*** Extrait du texte

Concernant les transports de passagers, les opinions publiques ont été profondément sensibilisées par les accidents maritimes les plus récents, qui ont affecté un secteur des transports en plein développement : le ’Scandinavian Star’ en 1990 et surtout, le ferry ’Estonia’, reliant Tallinn (Estonie) à Stockholm qui a fait près de 900 morts en mer Baltique le 28 septembre 1994.
Les suites du naufrage de l’Estonia
Ce sont sans doute les suites données au terrible naufrage du transbordeur à passagers « ESTONIA », qui feront le plus références en matière de sécurité de ce type de navire pour les prochaines décennies.
En effet, peu après cet accident, à l’initiative du Secrétaire Général de l’OMI et sous la pression des Etats nordiques et du Royaume-Uni, un groupe de 22 experts internationaux a procédé à la révision complète des règles de sécurité des navires à passagers, en particulier des navires transbordeurs, et a déposé mi-1995 une trentaine de propositions d’amendements à la Convention SOLAS, qui ont été pour la plupart adoptées lors d’une Conférence tenue au siège de l’OMI à Londres en novembre de cette même année. Ces améliorations portent sur l’équipement et l’exploitation des navires et constituent, à elles seules, une avancée très importante en matière de sécurité :
– qualification des équipages (refonte de la Convention correspondante STCW en juillet 1995) ;
– dispositions constructives, en particulier en matière de résistance des portes du pont garage ;
– restrictions apportées à l’utilisation des portes étanches lorsque le navire est en mer ;
– étanchéité du cloisonnement ;
– interdiction d’accès au pont roulier en mer ;
– contrôle continu des fermetures ;
– échappées ;
– protection incendie des locaux de catégorie spéciale ;
– communications ;
– drome de sauvetage ;
– zones d’hélitreuillage et aménagement de plate-forme hélicoptère pour les navires neufs ;
– renseignements concernant les passagers (établissement de listes nominatives) ;
– récupération des naufragés ;
– systèmes d’aide à la décision à l’usage du capitaine ;
– installations radioélectriques et transmissions de détresse ;
– personnel chargé des communications de détresse ;
– obligations du capitaine en matière de détresse ;
– pouvoir discrétionnaire du capitaine en matière de sécurité de la navigation.

******

Exercice 1: Extrayez des lignes ci-dessous toutes celles qui contiennent le mot « ceiling ».

*** Données fournies

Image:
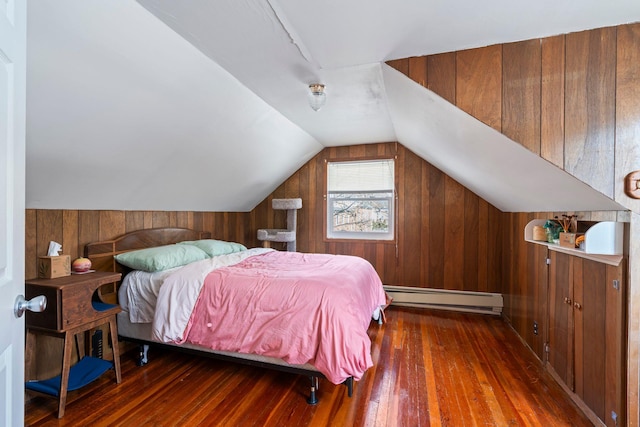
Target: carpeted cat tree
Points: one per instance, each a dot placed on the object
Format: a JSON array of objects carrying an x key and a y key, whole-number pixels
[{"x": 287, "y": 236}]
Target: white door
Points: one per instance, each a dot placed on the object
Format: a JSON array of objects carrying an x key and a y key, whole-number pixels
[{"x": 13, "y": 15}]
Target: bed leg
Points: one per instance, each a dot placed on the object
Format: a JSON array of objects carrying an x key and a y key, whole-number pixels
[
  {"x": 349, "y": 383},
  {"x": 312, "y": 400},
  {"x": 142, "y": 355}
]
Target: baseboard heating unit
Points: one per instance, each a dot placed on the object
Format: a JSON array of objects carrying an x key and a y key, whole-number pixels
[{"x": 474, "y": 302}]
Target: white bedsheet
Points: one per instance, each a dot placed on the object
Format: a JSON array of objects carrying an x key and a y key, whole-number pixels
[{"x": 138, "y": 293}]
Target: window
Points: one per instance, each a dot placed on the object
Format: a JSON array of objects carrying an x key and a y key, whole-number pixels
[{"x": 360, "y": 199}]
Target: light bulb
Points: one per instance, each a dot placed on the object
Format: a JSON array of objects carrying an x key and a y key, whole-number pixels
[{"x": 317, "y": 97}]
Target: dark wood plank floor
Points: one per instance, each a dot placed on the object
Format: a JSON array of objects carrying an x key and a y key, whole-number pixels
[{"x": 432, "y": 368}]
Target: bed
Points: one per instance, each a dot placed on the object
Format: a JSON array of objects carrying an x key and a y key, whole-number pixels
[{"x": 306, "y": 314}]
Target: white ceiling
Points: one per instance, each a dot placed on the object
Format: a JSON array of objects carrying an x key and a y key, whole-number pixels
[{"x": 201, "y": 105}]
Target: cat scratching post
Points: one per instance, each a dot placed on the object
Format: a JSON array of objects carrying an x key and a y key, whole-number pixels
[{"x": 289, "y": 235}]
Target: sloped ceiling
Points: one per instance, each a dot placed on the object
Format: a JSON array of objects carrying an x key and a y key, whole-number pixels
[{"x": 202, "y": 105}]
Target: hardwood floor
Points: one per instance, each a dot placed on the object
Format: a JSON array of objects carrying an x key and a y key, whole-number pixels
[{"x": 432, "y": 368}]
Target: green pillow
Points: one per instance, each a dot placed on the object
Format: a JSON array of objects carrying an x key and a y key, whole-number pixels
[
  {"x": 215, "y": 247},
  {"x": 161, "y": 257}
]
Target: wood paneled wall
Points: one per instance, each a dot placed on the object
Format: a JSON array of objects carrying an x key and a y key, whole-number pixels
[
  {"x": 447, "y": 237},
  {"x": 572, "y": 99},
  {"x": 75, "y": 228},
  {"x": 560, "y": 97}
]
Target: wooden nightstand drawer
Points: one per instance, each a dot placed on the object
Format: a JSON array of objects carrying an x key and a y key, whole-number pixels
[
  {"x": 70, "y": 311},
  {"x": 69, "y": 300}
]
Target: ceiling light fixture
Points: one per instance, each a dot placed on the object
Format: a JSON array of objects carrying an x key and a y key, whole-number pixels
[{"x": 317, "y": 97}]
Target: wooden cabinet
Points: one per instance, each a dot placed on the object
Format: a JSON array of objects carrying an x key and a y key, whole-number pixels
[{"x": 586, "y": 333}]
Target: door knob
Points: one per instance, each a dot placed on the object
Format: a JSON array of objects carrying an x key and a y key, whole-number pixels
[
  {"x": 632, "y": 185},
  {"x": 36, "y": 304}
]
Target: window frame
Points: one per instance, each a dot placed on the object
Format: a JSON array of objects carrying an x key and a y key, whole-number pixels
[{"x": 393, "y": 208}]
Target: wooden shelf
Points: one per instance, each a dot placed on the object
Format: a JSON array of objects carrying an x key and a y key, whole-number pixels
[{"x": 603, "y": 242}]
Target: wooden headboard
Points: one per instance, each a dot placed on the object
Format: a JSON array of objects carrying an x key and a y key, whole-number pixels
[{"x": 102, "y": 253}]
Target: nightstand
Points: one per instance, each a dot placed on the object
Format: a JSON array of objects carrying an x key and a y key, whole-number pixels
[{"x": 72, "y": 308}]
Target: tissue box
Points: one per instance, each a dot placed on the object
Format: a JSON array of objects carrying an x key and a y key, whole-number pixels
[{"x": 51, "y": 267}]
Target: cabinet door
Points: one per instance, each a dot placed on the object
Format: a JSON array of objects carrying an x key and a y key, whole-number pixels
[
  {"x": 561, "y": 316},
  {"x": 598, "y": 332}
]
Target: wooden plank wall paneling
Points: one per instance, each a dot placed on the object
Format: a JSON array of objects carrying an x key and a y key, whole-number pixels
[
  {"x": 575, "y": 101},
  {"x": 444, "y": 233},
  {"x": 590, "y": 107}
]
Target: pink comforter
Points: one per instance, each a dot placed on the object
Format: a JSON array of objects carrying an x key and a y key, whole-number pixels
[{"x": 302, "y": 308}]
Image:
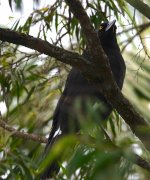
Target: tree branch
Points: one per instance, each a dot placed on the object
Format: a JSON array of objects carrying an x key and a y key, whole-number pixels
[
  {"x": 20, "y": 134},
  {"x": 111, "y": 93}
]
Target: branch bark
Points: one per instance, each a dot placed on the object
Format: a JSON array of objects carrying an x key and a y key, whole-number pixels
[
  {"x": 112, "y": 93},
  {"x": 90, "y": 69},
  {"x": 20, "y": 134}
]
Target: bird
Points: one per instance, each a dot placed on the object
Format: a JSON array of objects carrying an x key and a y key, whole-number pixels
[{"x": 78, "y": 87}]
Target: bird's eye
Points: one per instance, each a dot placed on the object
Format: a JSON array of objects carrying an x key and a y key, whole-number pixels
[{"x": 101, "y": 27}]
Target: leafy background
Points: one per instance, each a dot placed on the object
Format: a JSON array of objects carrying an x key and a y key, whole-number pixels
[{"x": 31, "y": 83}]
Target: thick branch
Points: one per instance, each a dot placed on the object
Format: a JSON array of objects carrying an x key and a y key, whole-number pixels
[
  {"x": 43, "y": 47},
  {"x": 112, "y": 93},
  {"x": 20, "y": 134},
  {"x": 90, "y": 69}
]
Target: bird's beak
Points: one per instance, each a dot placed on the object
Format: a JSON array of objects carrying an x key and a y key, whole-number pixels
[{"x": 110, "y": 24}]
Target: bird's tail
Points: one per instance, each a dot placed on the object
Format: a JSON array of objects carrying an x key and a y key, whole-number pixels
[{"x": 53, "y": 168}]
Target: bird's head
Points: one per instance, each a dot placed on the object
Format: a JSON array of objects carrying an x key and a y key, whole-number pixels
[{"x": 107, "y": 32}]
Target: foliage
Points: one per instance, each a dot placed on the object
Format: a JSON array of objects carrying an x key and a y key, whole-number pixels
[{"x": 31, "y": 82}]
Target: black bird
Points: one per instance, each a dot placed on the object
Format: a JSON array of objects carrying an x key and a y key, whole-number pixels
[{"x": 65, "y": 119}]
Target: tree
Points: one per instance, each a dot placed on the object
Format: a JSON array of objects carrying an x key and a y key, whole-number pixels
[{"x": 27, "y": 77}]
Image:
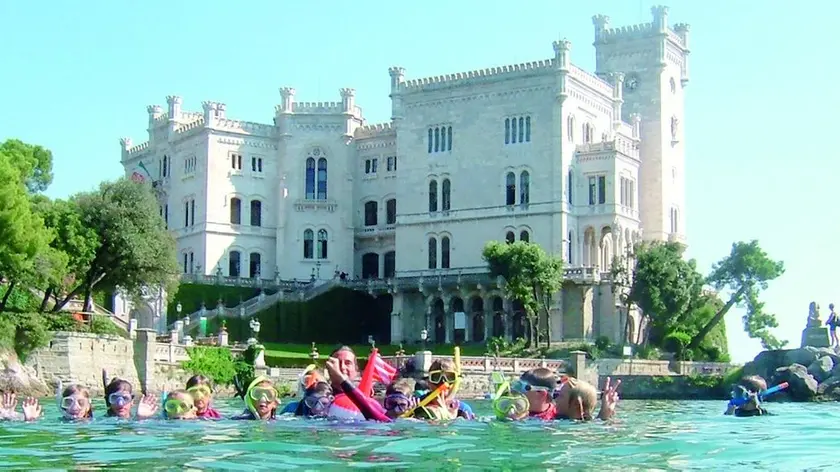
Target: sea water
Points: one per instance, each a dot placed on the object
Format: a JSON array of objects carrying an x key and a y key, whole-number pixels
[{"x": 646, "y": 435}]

******

Exercice 2:
Répondez à ces questions à partir de l'extrait sur le naufrage de l'Estonia.
(a) Combien de morts le naufrage de l'Estonia a-t-il fait ?
(b) De combien d'experts internationaux était composé le groupe chargé de revoir les règles de sécurité ?
(c) Où et quand s'est tenue la Conférence qui a adopté la plupart des propositions ?

Réponse 1:
Target: white ceiling
Target: sloped ceiling
Target: ceiling light fixture

Réponse 2:
(a) Près de 900 morts.
(b) 22 experts.
(c) Au siège de l'OMI à Londres, en novembre 1995.